(Dataset entries)
________________

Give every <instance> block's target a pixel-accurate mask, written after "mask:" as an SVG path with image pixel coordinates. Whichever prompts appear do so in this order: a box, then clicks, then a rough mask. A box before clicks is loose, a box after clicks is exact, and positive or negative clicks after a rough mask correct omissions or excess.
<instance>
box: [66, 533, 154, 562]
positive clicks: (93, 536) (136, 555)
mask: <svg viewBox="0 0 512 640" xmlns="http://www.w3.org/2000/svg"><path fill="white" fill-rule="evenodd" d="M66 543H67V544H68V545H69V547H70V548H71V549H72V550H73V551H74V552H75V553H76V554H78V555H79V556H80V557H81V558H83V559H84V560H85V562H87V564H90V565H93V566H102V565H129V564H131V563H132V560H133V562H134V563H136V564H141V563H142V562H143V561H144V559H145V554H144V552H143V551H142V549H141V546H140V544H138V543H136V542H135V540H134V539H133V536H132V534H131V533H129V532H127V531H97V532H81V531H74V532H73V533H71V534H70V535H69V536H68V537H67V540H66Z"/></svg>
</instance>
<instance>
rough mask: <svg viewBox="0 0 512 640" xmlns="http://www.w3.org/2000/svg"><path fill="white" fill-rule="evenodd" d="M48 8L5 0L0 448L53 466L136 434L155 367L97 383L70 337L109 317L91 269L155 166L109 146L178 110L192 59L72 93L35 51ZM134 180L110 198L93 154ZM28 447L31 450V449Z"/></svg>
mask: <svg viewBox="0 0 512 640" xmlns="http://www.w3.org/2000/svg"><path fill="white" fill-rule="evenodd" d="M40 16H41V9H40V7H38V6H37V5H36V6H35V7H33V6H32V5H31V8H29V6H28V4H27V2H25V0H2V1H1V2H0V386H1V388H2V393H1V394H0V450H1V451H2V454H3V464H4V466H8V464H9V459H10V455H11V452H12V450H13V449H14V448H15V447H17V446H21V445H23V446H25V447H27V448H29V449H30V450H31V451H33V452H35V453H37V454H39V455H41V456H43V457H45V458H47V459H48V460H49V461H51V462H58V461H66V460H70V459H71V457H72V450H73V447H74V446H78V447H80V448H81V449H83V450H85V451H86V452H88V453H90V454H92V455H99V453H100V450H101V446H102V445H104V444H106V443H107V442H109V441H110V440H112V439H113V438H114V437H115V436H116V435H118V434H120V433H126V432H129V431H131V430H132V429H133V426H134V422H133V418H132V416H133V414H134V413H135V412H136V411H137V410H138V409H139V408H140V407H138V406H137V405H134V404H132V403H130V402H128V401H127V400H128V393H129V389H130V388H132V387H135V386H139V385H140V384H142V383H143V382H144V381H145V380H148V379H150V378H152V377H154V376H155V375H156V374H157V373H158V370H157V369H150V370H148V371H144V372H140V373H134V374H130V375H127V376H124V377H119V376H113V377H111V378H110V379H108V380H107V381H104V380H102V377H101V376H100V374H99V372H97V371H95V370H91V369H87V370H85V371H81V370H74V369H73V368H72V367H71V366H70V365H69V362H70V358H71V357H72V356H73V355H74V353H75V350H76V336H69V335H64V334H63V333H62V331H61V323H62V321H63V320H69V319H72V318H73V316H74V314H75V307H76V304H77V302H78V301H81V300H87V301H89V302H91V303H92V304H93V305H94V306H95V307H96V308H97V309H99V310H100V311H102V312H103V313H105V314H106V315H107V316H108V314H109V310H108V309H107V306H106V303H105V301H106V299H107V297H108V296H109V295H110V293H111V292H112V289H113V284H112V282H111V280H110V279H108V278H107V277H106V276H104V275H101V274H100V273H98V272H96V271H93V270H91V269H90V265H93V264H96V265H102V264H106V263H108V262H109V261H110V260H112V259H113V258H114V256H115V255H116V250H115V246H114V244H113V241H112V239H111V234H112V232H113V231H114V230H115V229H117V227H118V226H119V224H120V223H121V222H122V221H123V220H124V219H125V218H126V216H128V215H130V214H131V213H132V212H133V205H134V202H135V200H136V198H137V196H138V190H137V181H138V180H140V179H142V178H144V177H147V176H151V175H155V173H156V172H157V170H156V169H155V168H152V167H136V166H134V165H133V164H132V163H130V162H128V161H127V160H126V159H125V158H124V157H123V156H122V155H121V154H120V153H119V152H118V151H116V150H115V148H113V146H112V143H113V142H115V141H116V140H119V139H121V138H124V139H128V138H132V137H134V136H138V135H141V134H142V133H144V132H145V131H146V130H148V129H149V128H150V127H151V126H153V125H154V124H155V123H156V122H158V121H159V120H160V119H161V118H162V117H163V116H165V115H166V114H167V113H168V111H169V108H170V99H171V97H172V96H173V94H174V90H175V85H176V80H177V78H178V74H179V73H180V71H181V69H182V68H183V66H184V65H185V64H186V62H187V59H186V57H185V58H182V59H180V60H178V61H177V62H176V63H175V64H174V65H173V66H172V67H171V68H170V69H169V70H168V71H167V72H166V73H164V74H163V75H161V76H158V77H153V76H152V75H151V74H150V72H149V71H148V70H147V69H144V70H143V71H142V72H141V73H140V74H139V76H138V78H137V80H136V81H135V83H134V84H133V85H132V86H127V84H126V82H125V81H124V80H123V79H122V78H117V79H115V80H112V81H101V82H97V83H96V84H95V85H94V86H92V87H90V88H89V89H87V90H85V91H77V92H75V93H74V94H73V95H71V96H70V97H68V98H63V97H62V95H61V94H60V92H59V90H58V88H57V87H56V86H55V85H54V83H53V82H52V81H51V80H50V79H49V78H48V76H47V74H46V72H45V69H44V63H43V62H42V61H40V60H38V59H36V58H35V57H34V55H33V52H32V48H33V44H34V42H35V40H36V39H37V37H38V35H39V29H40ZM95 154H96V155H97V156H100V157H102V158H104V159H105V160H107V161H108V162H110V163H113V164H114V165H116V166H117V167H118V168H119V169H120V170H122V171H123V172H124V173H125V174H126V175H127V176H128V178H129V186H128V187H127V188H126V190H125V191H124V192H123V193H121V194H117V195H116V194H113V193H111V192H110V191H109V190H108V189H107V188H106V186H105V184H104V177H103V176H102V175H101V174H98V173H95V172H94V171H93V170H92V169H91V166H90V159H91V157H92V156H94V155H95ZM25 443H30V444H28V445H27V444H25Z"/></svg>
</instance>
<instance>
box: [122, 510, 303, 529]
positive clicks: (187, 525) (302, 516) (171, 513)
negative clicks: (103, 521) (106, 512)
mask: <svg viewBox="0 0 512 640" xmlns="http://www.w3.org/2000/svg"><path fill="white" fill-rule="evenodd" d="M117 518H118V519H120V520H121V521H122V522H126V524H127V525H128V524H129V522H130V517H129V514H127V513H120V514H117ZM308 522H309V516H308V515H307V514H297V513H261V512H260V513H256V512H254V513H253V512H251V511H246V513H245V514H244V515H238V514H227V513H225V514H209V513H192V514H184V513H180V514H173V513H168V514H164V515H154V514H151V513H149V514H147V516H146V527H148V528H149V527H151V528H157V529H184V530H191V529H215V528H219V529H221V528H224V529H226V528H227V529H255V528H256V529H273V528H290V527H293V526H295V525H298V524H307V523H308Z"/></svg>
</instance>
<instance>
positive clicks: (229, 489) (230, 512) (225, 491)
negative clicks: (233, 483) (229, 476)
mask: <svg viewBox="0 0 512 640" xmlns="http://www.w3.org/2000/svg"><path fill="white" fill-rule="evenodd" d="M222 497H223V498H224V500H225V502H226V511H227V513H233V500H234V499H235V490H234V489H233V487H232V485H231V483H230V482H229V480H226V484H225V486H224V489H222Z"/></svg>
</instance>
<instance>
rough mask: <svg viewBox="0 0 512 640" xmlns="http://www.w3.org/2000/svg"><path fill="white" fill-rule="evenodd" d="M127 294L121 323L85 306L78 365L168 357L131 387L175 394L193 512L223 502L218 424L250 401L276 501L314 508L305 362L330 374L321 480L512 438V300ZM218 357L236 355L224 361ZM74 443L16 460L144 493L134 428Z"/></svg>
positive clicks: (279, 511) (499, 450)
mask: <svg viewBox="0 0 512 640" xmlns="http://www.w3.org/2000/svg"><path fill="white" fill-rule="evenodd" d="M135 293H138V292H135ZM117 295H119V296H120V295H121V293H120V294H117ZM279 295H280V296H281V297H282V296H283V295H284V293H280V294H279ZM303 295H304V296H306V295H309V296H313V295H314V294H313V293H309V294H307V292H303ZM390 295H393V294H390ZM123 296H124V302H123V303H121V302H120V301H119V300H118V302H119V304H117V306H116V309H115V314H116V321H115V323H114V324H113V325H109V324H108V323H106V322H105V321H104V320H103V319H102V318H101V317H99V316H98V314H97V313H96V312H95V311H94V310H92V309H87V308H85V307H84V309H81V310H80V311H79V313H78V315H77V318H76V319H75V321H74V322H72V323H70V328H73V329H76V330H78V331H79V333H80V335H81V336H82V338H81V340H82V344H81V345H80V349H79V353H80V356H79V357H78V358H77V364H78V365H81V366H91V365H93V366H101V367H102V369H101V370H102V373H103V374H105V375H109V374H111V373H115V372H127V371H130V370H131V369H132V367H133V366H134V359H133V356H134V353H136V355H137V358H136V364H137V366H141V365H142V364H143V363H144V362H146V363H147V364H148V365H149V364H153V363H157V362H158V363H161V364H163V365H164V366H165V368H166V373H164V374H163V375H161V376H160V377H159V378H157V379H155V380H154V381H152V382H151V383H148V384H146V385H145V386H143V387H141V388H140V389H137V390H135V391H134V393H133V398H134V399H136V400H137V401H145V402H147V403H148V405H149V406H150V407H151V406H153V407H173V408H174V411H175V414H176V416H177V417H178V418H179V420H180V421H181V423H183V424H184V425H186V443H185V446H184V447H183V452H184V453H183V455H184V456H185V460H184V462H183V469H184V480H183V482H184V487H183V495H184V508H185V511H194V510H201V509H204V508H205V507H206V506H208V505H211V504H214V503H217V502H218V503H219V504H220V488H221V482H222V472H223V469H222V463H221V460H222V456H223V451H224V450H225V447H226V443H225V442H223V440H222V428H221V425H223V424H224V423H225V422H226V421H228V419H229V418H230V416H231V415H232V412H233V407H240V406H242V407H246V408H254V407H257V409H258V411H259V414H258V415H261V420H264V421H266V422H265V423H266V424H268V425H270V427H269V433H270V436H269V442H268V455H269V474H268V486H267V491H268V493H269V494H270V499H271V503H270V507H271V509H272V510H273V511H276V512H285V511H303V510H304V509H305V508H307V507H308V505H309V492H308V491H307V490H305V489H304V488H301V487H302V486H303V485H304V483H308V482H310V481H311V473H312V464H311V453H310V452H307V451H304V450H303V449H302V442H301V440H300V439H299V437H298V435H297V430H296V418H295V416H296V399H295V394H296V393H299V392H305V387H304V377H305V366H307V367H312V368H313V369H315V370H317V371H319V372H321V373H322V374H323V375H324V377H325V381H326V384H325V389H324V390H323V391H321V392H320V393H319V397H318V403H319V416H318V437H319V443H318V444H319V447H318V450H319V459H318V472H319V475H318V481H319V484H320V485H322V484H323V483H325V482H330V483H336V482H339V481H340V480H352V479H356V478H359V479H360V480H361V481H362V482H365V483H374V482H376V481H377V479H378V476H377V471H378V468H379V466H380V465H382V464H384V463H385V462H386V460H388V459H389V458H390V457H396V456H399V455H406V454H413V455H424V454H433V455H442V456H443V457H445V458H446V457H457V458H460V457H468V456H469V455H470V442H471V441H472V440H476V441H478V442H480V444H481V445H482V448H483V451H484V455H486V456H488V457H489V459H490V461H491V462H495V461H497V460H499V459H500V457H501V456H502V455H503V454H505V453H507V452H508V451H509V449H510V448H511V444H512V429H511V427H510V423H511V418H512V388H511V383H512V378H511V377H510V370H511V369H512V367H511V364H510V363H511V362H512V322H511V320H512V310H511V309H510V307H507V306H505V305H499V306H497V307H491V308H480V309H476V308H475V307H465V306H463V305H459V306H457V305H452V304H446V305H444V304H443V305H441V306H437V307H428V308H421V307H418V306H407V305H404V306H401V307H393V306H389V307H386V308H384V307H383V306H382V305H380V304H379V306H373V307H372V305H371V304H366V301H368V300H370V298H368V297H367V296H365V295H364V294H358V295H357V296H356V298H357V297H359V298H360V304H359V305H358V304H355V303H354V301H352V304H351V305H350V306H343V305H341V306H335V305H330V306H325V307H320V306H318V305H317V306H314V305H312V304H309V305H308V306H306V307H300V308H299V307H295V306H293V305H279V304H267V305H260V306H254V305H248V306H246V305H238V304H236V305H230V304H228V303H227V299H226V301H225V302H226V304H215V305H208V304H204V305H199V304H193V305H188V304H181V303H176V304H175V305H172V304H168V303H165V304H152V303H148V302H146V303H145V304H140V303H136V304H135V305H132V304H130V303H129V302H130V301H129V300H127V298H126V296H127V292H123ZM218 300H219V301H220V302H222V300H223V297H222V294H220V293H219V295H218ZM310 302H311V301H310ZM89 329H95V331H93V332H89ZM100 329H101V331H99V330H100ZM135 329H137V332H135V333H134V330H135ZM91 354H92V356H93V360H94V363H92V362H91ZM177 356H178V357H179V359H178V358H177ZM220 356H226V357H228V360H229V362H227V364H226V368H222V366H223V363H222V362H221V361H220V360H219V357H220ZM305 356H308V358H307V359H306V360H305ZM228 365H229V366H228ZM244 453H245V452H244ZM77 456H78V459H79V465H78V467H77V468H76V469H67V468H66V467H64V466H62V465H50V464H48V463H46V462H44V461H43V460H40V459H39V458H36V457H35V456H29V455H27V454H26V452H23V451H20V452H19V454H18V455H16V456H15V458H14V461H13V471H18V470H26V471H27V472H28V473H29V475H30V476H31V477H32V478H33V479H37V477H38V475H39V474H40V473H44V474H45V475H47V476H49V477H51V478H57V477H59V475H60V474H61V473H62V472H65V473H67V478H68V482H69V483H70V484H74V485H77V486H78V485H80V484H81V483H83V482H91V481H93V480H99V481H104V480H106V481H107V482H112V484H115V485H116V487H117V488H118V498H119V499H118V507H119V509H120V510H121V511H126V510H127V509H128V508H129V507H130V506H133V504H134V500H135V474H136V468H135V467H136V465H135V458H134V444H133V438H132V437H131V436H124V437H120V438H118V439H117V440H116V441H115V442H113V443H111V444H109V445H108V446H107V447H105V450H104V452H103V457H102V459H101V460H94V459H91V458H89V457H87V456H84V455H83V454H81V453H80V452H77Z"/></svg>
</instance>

________________

The problem:
Please reproduce the entries above, unchanged, from their very first line down through the line containing "positive clicks: (93, 536) (136, 555)", with both of those lines included.

Solved problem:
Give every <instance> block's target a pixel-accurate mask, written after "mask:" as an SVG path with image pixel coordinates. Whichever prompts appear do so in this order: a box, then clicks, then a rough mask. A box before clicks is loose, a box after clicks is exact, and positive or negative clicks after a rough mask correct omissions or excess.
<instance>
box: [66, 533, 154, 562]
positive clicks: (93, 536) (136, 555)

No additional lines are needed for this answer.